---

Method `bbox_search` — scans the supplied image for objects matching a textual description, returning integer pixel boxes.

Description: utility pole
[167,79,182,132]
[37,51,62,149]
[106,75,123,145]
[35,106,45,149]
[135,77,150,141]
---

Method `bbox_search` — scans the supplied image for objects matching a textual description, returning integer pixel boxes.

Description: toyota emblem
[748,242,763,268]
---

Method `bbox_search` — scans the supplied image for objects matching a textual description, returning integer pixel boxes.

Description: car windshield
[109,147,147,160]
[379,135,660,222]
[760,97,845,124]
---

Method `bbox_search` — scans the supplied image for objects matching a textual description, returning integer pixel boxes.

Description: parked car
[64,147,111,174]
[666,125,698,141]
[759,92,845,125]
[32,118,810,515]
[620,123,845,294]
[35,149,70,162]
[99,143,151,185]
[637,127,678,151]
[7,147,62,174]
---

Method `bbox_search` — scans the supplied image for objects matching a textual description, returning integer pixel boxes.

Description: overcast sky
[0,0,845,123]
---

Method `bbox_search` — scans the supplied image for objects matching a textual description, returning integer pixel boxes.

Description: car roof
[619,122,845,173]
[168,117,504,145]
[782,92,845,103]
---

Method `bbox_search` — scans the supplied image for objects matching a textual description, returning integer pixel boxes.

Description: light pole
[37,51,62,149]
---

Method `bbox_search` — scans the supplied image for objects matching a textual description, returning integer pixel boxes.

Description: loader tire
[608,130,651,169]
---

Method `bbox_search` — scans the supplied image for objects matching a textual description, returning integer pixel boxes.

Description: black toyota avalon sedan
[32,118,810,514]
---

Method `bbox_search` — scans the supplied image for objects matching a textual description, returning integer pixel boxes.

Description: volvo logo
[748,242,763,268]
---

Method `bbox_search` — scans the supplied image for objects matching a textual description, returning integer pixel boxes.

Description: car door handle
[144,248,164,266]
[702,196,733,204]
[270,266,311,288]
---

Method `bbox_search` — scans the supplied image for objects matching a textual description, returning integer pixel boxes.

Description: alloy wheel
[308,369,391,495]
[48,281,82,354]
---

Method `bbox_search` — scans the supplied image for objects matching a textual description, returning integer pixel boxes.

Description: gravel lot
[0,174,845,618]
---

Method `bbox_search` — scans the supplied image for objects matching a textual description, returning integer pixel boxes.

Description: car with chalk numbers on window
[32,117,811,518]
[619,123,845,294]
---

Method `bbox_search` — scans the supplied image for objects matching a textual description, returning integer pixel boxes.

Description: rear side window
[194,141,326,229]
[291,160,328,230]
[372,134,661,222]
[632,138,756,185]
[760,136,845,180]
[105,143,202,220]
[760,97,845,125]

-----

Exercise
Reproduce the material above verbatim, from its first line through the line containing "[135,77,150,141]", with both ends included.

Exercise answer
---

Method `bbox_search` — scans the supplied image for objects matching a textual description, returning integer pixel boxes.

Description: utility pole
[167,79,182,132]
[37,51,62,149]
[106,75,123,145]
[35,106,45,149]
[135,77,150,141]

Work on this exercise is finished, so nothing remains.